## Excerpt to read
--

General characteristics
- Class & type: Three-masted schooner
- Tonnage: 435 GRT; 381 NRT;
- Tons burthen: 414 tons
- Length: 144 ft 4 in (43.99 m)
- Beam: 34 ft 2 in (10.41 m)
- Depth: 10 ft 6 in (3.20 m)

= Thomas Winsmore (schooner) =

American trading ship

Thomas Winsmore was an 1890 schooner that sailed in the coastwise trade, bringing coal from Philadelphia to northern ports, and returning with cargoes of lumber. According to one source, the ship operated free of mishaps for almost 22 years. However, the ship was known for its "troublesome" crew; and in one instance, it appears a fight resulted in the death of one crew member, Jack Kalfus.

The ship's namesake was Thomas Winsmore, of the ship chandlery Cain & Winsmore.

--

## Excerpts from point annotation data
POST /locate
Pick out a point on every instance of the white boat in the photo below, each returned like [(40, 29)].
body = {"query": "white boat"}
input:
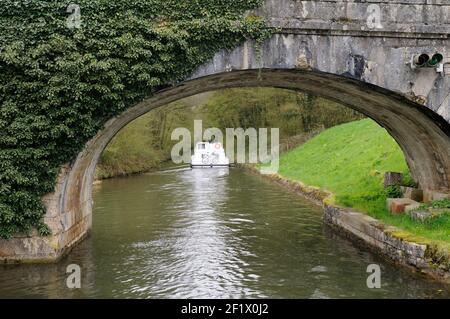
[(209, 155)]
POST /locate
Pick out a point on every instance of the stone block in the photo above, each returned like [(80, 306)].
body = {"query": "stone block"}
[(412, 193)]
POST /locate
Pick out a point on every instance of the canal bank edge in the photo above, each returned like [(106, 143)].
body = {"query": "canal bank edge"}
[(388, 241)]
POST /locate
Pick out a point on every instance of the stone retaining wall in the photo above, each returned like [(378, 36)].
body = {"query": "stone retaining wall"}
[(387, 241)]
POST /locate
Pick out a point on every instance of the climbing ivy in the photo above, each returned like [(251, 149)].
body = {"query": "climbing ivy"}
[(60, 84)]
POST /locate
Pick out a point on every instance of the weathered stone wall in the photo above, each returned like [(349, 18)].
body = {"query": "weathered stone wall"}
[(327, 48)]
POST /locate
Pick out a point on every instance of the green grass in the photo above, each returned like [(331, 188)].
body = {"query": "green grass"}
[(350, 160)]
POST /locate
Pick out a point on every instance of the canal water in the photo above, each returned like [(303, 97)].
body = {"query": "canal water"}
[(211, 233)]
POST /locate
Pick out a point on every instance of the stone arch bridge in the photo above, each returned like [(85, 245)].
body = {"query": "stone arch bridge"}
[(358, 53)]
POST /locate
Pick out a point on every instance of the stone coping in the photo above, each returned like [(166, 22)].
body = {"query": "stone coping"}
[(392, 243)]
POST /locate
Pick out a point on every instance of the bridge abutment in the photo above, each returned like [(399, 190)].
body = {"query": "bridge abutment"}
[(326, 48)]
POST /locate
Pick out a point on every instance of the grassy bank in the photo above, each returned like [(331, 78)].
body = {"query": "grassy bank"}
[(349, 160), (145, 144)]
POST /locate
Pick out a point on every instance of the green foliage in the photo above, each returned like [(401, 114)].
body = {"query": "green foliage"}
[(408, 180), (393, 191), (438, 204), (350, 161), (294, 113), (145, 144), (58, 86)]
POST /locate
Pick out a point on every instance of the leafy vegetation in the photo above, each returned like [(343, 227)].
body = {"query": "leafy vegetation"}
[(350, 160), (145, 144), (59, 85), (393, 191)]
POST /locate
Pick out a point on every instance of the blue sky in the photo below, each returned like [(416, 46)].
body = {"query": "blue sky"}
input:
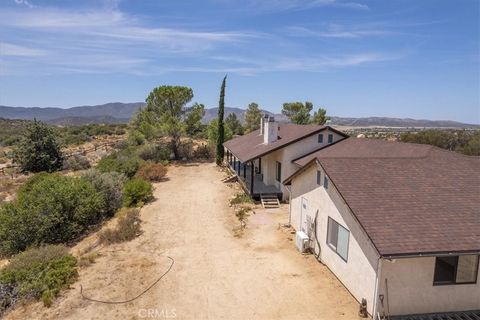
[(402, 58)]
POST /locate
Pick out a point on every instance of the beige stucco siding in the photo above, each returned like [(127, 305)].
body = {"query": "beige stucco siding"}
[(411, 289), (358, 273), (410, 280), (289, 153)]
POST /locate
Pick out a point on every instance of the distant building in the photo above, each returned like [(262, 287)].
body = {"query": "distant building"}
[(264, 158)]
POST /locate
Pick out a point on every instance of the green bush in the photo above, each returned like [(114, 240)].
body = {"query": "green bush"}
[(76, 162), (110, 185), (136, 192), (185, 150), (128, 228), (49, 209), (38, 273), (152, 172), (38, 149), (155, 153), (125, 161), (204, 152), (135, 138)]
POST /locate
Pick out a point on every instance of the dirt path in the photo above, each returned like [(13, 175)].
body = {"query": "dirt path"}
[(215, 275)]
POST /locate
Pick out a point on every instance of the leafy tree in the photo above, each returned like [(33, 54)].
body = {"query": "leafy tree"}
[(193, 119), (49, 209), (125, 162), (320, 117), (252, 117), (164, 114), (39, 149), (137, 192), (221, 127), (234, 124), (212, 132), (298, 112)]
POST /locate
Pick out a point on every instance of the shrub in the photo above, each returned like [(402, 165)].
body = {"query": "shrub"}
[(204, 152), (136, 192), (49, 209), (128, 228), (124, 162), (152, 172), (110, 185), (76, 162), (185, 150), (122, 144), (155, 153), (38, 149), (38, 273)]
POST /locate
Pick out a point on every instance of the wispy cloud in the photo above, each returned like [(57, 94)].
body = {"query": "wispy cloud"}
[(25, 3), (8, 49), (284, 5), (336, 32), (107, 40)]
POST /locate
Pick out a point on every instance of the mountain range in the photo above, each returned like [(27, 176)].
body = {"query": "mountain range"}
[(117, 112)]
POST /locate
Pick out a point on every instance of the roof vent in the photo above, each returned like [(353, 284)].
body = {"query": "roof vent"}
[(271, 131)]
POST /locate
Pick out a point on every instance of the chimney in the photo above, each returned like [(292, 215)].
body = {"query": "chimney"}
[(270, 131), (263, 120)]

--

## Tasks to carry out
(1) Output the passage of the schooner article between "American trading ship" and "Cain & Winsmore.", inclusive, reproducing it word for word.
(2) According to the schooner article, what cargo did Thomas Winsmore carry from Philadelphia to northern ports?
(3) Supply the next part of the article on the schooner Thomas Winsmore, starting after its final sentence.

## Answer list
(1)
American trading ship

Thomas Winsmore was an 1890 schooner that sailed in the coastwise trade, bringing coal from Philadelphia to northern ports, and returning with cargoes of lumber. According to one source, the ship operated free of mishaps for almost 22 years. However, the ship was known for its "troublesome" crew; and in one instance, it appears a fight resulted in the death of one crew member, Jack Kalfus.

The ship's namesake was Thomas Winsmore, of the ship chandlery Cain & Winsmore.

(2) Coal.

(3)
==Rescue by Revenue Cutter Seminole in 1914==
A report from the United States Revenue Cutter Service describes one of the accidents that marked the end of 22 years of safe operation, when Thomas Winsmore went aground near Lookout Shoal, off the North Carolina coast:

The three-masted schooner Thomas Winsmore, on January 4, 1914, was in a predicament where the services of a revenue cutter were needed about as badly as ever happens. In a stiff westerly gale, with both anchors down and dragging on a lee shore, rolling heavily in a cross sea, deck load shifted, and 5 feet of water in the hold, it seemed that this schooner's end was close at hand. In addition to all these troubles, the captain feared that his crew would mutiny. Fortunately the revenue cutter Seminole observed the plight of the schooner and went immediately to her assistance. An attempt to shoot a line on board the distressed vessel proved futile, owing to the high wind. The sea was too rough to lower the surfboat, but by a liberal use of oil the cutter was enabled to get a 4-inch line on board, by means of which a 10-inch hawser was secured to the schooner. In a short time the unfortunate vessel was towed to a safe anchorage, and arrangements were made to send an armed boat's crew to assist the master of the schooner in the event his crew should again become troublesome.

==Abandonment==

Thomas Winsmore was abandoned in a storm off the coast of Florida in December 1915.